* The exercise: Output the items between the line containing "Find the patchwork" and the line containing "[(318, 423)]", inclusive, reproducing each line without any change.

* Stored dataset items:

****************************************

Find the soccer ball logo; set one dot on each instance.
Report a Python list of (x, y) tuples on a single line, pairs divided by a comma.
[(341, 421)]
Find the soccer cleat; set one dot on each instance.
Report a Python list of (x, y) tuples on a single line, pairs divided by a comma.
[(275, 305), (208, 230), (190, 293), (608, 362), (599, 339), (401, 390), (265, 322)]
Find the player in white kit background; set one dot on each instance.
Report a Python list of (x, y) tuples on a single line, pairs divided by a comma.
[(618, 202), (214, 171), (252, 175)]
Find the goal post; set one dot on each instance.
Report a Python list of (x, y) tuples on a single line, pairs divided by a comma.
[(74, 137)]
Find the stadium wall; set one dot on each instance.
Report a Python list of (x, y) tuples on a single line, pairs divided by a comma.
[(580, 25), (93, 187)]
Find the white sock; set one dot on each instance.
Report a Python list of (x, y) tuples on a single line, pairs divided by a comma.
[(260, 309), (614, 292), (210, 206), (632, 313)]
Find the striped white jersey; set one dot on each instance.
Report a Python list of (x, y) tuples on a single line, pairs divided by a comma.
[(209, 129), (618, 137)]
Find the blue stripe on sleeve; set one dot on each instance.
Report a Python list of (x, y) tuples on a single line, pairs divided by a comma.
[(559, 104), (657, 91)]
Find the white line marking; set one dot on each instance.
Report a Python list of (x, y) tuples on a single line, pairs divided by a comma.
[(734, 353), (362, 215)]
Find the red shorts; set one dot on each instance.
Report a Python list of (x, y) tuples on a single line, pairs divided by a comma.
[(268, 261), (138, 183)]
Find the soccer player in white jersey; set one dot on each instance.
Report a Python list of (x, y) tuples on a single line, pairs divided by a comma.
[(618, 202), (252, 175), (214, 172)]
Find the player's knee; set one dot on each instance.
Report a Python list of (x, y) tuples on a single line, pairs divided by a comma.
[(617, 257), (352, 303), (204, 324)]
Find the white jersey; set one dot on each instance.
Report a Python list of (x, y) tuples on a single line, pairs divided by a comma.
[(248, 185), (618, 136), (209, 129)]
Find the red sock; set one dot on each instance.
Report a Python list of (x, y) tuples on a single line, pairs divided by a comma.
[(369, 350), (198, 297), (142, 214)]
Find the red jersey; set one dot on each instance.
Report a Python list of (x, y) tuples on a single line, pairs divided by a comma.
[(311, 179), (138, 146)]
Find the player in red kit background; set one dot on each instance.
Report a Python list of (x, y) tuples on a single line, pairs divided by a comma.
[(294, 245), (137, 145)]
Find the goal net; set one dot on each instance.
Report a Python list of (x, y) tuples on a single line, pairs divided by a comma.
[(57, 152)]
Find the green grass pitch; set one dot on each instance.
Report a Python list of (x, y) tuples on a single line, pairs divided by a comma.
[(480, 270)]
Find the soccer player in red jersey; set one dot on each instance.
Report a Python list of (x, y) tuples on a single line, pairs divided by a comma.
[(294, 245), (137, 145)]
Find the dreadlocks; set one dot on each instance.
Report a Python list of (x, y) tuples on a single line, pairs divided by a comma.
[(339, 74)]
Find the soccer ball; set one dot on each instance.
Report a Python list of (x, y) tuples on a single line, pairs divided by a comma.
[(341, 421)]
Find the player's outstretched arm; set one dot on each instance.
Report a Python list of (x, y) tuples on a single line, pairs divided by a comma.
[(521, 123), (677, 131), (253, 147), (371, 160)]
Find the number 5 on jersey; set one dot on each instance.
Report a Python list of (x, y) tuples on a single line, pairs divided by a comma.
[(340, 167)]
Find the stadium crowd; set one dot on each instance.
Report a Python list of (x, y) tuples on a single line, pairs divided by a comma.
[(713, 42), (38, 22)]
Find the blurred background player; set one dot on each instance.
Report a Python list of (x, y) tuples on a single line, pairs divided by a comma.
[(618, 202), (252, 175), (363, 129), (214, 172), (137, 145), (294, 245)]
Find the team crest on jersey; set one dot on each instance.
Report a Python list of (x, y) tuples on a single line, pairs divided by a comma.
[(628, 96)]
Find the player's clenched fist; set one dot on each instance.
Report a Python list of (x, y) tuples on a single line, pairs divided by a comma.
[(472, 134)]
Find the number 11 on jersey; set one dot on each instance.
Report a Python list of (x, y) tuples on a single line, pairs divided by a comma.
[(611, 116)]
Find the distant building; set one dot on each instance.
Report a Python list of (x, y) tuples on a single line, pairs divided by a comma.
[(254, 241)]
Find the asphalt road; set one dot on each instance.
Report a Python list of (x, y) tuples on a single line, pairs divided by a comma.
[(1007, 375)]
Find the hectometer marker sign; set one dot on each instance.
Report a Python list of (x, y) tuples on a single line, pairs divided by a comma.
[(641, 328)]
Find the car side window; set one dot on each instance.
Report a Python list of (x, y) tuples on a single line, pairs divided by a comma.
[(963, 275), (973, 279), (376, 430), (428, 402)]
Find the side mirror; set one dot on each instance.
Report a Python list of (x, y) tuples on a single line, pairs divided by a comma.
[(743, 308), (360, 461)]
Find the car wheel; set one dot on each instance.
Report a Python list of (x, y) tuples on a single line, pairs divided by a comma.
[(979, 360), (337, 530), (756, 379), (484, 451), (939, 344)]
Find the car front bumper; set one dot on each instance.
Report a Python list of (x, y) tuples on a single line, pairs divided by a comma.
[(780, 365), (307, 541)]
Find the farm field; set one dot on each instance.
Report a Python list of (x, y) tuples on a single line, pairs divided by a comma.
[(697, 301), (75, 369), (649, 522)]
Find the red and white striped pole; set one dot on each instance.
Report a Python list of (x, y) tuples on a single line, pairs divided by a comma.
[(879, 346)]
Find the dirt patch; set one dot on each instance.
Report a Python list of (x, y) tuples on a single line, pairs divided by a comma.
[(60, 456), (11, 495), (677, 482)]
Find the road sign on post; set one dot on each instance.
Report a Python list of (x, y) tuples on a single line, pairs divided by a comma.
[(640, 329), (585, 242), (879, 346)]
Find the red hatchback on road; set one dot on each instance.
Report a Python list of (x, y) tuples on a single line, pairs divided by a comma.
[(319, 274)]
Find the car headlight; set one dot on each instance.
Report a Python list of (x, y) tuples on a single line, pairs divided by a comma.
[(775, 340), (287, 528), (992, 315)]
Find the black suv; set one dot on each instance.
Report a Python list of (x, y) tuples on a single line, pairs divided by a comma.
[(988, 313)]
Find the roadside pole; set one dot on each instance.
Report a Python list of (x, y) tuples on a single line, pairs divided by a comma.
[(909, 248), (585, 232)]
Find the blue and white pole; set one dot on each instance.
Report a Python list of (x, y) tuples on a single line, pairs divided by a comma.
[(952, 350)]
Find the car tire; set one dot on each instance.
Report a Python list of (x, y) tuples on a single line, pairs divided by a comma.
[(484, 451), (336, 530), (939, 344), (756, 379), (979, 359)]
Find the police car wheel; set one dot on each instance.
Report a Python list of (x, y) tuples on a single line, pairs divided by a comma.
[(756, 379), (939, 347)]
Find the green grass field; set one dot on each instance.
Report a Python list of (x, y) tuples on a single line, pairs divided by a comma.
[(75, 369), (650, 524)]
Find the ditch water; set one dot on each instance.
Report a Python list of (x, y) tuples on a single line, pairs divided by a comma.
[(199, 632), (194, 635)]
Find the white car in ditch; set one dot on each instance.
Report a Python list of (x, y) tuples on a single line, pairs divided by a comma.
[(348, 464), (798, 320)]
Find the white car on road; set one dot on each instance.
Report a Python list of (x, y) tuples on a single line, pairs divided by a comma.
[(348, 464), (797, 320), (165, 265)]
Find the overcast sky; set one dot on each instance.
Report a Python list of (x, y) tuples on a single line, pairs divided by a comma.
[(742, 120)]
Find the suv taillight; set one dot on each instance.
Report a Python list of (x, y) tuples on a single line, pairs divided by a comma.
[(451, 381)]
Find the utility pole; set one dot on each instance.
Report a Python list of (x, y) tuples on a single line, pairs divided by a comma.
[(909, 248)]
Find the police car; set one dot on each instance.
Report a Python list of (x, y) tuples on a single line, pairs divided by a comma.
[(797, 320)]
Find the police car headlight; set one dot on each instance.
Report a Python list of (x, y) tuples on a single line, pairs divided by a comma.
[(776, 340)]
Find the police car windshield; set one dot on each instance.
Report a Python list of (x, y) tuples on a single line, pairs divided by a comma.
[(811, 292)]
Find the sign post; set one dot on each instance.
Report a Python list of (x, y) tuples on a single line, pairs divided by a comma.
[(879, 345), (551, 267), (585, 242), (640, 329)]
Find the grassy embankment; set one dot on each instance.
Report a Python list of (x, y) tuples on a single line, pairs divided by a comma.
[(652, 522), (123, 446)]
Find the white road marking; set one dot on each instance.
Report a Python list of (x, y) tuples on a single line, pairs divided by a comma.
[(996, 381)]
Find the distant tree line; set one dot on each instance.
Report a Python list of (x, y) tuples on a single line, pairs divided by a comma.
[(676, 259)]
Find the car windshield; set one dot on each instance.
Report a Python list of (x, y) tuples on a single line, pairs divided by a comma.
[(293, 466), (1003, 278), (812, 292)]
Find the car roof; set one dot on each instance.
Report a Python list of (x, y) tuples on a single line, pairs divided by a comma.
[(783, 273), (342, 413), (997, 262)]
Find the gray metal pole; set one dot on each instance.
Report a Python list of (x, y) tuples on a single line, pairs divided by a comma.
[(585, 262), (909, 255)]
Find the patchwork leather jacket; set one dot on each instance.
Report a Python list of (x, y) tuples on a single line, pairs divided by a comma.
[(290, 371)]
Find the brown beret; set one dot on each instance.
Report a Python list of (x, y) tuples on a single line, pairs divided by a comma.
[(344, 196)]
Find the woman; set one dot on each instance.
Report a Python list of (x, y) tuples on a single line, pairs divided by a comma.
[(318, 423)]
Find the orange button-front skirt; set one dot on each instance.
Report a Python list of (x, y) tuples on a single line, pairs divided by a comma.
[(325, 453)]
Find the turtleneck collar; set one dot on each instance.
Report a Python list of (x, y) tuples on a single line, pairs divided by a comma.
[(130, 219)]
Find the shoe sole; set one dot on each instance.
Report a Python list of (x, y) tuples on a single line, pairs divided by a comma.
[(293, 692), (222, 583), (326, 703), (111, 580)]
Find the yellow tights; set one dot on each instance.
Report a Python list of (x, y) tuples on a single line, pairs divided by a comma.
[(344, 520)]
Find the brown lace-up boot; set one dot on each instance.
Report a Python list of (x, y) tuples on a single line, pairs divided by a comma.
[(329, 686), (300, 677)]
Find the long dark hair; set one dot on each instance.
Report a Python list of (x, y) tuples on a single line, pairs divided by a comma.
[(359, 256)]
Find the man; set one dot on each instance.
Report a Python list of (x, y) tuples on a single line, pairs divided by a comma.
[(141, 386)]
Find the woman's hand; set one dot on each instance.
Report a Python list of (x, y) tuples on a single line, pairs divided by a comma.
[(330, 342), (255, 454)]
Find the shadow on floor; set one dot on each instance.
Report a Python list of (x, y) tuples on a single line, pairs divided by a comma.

****************************************

* Written response:
Find the patchwork leather jacket; set one dot on each instance.
Report a Python list of (x, y) tuples on a single line, pairs divided by a comma.
[(290, 371)]
Find the brown beret; set one dot on each instance.
Report a Python list of (x, y) tuples on a single line, pairs divided by a comma.
[(344, 196)]
Find the woman; set one dot on each instance.
Report a Python list of (x, y) tuples on a single line, pairs divided by a comma.
[(318, 423)]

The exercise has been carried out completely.